The sound of shouting children running toward us was my first clue that something was amiss on what had promised to be a routine excavation day in early June 2001. Our work on a fifth-to-ninth-century temple came to a halt as workers in the trenches stood up and looked around for the source of the commotion. Several hundred people were approaching, waving colorful flags and banners, some carrying slings and old carbines.

"Achacachi," someone said. Lucas Choque, the leader of the local excavators' association, stood in a small group of diggers speaking quickly in Aymara, the indigenous language of the Bolivian altiplano. I couldn't understand much, but the word "Achacachi," the name of a nearby community with a reputation for militancy toward both the urban mestizo population and native communities in the countryside, punctuated nearly every sentence. Choque, who also serves as the local shaman, blessing the start and finish of every excavation season, asked me if his people should stay or go home. About half of them had already left and others were looking as apprehensive as I felt.

GIVEN INSTRUCTION 1 | Copy the stretch of the excavation account from "The sound of" through "and old carbines." word for word.
The excavation account and the records are unrelated to each other.

PROVIDED DATA |
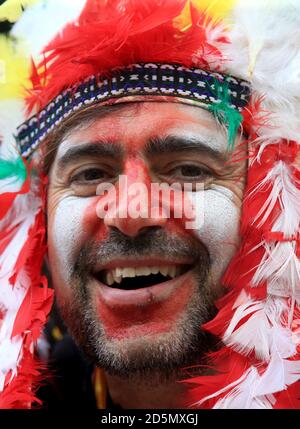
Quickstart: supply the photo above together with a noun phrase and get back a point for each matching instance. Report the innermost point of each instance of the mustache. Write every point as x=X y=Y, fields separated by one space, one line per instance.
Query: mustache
x=152 y=242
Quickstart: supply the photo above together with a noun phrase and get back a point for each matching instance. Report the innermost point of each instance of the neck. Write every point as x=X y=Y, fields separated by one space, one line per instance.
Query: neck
x=146 y=393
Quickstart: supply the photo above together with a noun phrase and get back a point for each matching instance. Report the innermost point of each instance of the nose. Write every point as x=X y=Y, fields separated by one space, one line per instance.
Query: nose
x=134 y=210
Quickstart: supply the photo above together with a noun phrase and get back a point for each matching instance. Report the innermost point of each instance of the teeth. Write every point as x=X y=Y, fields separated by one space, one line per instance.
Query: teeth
x=109 y=278
x=117 y=274
x=164 y=270
x=172 y=272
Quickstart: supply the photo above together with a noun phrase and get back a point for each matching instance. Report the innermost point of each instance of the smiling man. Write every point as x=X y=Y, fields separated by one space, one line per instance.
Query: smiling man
x=170 y=208
x=135 y=290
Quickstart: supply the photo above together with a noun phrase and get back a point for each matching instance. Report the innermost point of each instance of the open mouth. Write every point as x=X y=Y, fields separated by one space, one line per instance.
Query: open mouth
x=133 y=278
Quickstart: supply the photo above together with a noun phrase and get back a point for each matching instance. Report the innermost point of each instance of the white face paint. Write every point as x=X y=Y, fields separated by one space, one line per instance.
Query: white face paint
x=67 y=235
x=220 y=229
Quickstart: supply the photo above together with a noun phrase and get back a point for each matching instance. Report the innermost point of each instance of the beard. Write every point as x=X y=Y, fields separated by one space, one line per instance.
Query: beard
x=157 y=356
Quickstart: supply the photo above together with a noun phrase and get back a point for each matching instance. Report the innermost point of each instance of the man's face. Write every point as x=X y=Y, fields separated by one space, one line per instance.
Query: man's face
x=135 y=290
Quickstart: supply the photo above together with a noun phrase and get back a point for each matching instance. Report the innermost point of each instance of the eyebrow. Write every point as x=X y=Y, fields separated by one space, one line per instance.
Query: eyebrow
x=99 y=149
x=158 y=145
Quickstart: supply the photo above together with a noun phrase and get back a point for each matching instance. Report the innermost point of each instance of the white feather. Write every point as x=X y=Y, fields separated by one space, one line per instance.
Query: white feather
x=41 y=22
x=269 y=59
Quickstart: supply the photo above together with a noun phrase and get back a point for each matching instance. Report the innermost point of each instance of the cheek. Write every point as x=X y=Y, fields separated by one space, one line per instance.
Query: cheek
x=66 y=234
x=219 y=231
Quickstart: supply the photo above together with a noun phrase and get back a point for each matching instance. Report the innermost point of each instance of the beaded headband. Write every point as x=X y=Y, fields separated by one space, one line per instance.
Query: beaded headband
x=208 y=90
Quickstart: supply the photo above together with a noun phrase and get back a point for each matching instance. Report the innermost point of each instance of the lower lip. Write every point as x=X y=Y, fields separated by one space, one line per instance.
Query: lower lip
x=146 y=311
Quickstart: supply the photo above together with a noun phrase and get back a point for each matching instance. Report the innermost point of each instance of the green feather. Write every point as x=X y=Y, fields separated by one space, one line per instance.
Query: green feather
x=225 y=113
x=13 y=168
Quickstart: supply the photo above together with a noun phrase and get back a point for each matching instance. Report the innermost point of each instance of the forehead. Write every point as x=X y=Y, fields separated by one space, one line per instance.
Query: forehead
x=134 y=124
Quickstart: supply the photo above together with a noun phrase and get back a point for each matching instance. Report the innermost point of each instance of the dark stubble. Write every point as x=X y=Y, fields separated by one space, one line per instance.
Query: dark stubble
x=160 y=355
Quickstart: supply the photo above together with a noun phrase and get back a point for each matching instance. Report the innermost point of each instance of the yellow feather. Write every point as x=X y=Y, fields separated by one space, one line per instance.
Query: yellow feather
x=215 y=9
x=11 y=10
x=14 y=70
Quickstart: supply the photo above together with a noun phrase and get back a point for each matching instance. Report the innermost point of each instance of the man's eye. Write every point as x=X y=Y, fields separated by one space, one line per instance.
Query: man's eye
x=90 y=175
x=191 y=171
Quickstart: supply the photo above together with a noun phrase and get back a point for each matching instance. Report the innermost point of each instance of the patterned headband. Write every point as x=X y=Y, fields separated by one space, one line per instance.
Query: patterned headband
x=224 y=95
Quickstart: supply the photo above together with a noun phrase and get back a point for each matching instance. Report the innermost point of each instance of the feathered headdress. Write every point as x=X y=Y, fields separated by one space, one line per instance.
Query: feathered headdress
x=208 y=53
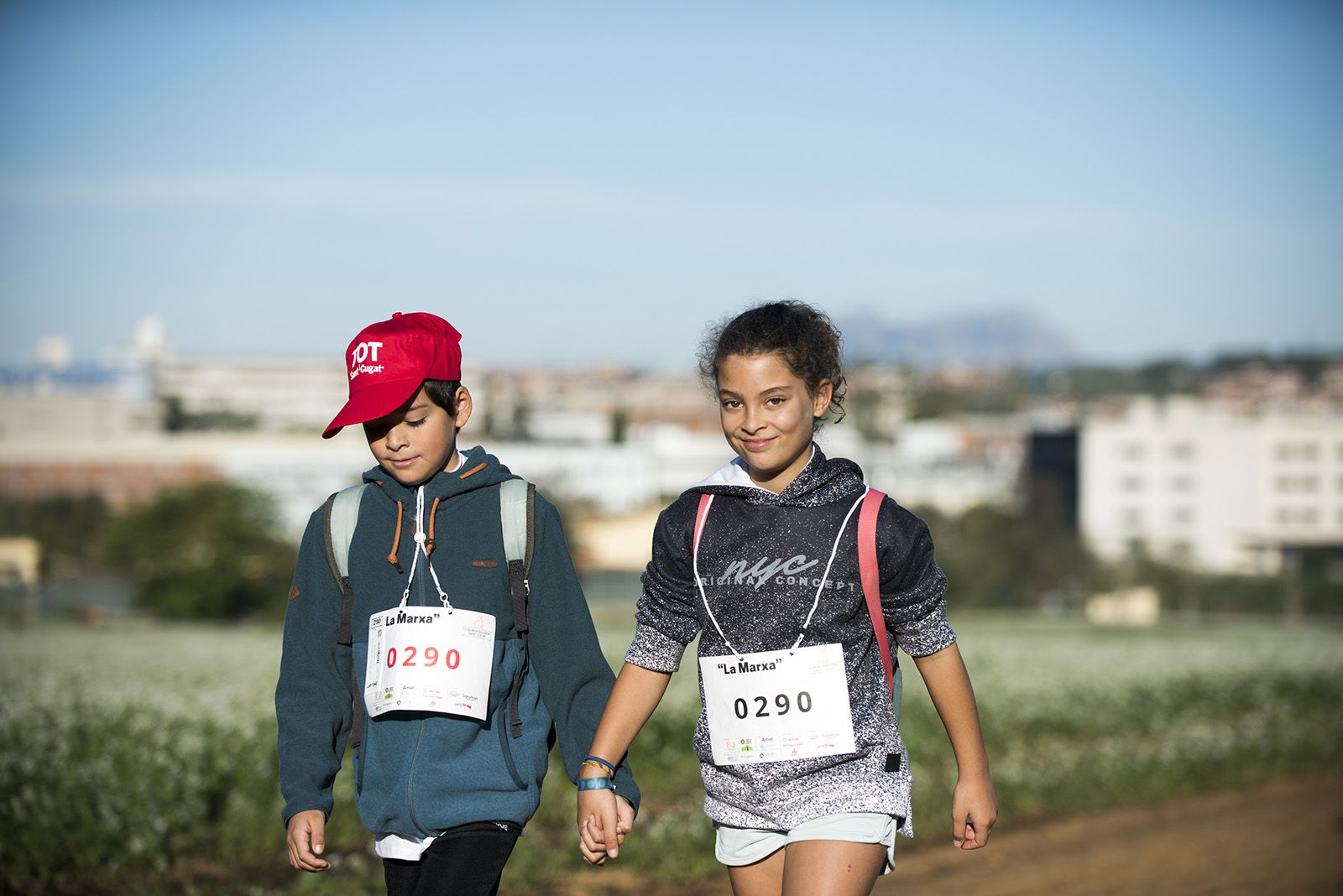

GIVEN INSTRUCTION 2 | In the records, repeat word for word the stretch from the line containing "of the eyebrow." through the line containing "x=158 y=145".

CORRECT OUTPUT 1 |
The sound of shouting children running toward us was my first clue that something was amiss on what had promised to be a routine excavation day in early June 2001. Our work on a fifth-to-ninth-century temple came to a halt as workers in the trenches stood up and looked around for the source of the commotion. Several hundred people were approaching, waving colorful flags and banners, some carrying slings and old carbines.

CORRECT OUTPUT 2 |
Quickstart: supply the photo above together with a noun phrase and get back a point for each matching instance. Report the innermost point of each instance of the eyebrow. Write every point as x=X y=Y, fields separated by one space, one line per instance.
Query: eyebrow
x=99 y=149
x=158 y=145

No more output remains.